#### TASK ITEM:
Below are some lines of data. Return all of them as they are.

#### DATA FOR PROCESSING:

##############################

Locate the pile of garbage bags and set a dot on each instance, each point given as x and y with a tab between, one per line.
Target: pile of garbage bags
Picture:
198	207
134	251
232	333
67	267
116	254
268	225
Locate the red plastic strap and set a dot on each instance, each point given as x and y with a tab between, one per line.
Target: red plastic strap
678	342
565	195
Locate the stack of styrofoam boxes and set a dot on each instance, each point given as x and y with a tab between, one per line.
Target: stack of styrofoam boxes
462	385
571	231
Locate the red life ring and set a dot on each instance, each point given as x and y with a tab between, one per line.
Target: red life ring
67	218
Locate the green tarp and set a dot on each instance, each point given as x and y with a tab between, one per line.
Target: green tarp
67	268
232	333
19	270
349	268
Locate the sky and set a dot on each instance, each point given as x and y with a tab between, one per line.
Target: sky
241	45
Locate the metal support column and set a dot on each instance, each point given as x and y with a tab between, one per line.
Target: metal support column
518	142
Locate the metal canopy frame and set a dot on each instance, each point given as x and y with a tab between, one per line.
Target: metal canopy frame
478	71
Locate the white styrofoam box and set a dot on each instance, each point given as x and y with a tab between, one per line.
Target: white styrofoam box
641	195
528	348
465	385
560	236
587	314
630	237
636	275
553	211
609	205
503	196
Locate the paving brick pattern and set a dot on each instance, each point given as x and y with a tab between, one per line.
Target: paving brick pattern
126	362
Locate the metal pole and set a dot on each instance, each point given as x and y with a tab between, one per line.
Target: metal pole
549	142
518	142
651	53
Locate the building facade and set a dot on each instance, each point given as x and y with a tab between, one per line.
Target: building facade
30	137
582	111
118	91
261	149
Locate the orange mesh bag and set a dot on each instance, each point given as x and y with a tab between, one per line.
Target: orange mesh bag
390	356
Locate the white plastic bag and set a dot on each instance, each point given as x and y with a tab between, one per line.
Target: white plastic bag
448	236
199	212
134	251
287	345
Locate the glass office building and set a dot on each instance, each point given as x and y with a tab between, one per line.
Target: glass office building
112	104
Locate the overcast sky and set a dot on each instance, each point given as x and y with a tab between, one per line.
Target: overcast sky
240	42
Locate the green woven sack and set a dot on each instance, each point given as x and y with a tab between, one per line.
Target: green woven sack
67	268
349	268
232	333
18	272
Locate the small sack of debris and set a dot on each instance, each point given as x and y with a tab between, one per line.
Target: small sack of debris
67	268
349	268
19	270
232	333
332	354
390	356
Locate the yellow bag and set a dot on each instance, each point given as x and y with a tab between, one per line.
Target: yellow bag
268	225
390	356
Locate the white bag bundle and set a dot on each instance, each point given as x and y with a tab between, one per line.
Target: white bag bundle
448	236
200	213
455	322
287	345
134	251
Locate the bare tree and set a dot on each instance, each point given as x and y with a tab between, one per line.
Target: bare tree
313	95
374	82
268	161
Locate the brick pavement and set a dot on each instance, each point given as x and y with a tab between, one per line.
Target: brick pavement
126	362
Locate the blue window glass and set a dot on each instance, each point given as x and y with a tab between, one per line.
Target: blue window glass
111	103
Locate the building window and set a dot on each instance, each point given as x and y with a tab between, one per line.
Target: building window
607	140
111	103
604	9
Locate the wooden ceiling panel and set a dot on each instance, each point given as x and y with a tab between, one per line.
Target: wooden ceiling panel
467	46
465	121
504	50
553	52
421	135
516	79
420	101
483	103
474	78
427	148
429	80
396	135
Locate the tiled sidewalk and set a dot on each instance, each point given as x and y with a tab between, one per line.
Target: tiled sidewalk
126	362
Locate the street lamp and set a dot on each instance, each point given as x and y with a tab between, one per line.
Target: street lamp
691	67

##############################

#### ANSWER TO THE EXERCISE:
Locate the pile of garbage bags and set a dot on each instance, each point given as x and y with a tab between, one per line.
Target: pile of garbage bags
Picture:
198	207
134	251
232	333
67	267
116	254
268	225
Locate the red plastic strap and set a dot on each instance, each point given as x and y with a tab between, one per line.
Target: red plastic strap
678	342
565	195
Locate the stack of styrofoam boxes and set a dot on each instance, each point given as x and y with a tab between, one per line.
Target: stack of styrofoam boxes
462	385
571	231
Locate the red life ring and set a dot on each instance, each point given as x and y with a tab between, one per line.
Target: red life ring
67	218
Locate the green tarp and set a dot on each instance, each point given as x and y with a tab between, one per line.
Target: green tarp
67	268
232	333
19	270
349	268
Locate the sky and set a dot on each instance, each point given as x and y with a tab between, one per line.
Target: sky
241	45
Locate the metal support column and set a dot on each instance, each point given as x and y with a tab between, one per line.
Target: metal support column
518	142
Locate the metal canopy frame and set a dot on each instance, each point given as x and y with a tab between, one per line.
Target: metal canopy frame
478	71
Locate the white styrofoam box and set a dot on each instance, each point given as x and y with a tab between, one per line.
Target: white styrofoam box
641	195
528	348
465	385
560	236
587	314
630	237
636	275
553	211
609	205
503	196
Locate the paving brick pattern and set a dot on each instance, each point given as x and y with a tab between, one per line.
Target: paving brick pattern
126	362
Locate the metal pole and set a dot on each instance, each point given as x and y with a tab between, one per line.
Target: metal pole
549	142
518	142
651	53
Locate the building facade and set a dot on each instance, each point given as x and y with a tab between, one per line.
Target: building facade
30	137
582	111
118	91
261	149
Locate the orange mesh bag and set a dot on each instance, each point given as x and y with a tab between, one per line.
Target: orange mesh bag
390	356
Locate the white plastic bag and set a dot on each instance, each point given as x and y with a tab between, one per line.
Target: white plastic bag
448	236
199	212
134	251
287	345
Locate the glass office building and set a dot on each instance, each point given as x and y with a tab between, one per line.
Target: glass office building
112	104
Locate the overcast sky and set a dot on each instance, each point given as x and y with a tab between, one per line.
Target: overcast sky
240	42
Locate the green woven sack and set a dot on each instance, each point given as x and y with a tab between, one per line.
Target: green woven sack
67	268
349	268
232	333
18	272
Locate the small sack of debris and set a dot on each instance, each point given as x and y with a tab between, one per line.
Target: small sack of debris
67	268
349	268
19	270
232	333
332	354
390	356
Locate the yellow bag and set a dot on each instance, each point given as x and y with a tab between, one per line.
Target: yellow bag
268	225
390	356
Locate the white bag bundle and set a dot on each instance, each point given as x and y with a tab between, one per line.
Target: white bag bundle
448	236
200	213
455	322
287	345
134	251
Locate the bare tree and set a dot on each instance, each point given as x and y with a tab between, one per line.
Target: bare tree
313	95
374	82
268	161
Locate the brick pavement and set a dot on each instance, each point given as x and y with a tab between, one per line.
Target: brick pavement
126	362
Locate the blue window glass and set a dot on each instance, each point given as x and y with a tab between, one per line.
Target: blue window glass
111	103
Locate the building window and set a dot on each instance, each point given as x and y with a tab between, one per line.
Target: building window
607	140
111	103
604	9
Locate the wooden ceiling panel and set a dot on each instance, each point given as x and y with a tab between, one per line.
Target: wooden ceiling panel
467	46
465	121
504	50
553	52
421	135
516	79
420	101
483	103
474	78
427	148
429	80
396	135
Locate the tiled sidewalk and set a dot on each instance, each point given as x and y with a tab between, one per line.
Target: tiled sidewalk
126	362
Locate the street lamp and set a dot on each instance, each point given as x and y with a tab between, one per line.
Target: street lamp
691	67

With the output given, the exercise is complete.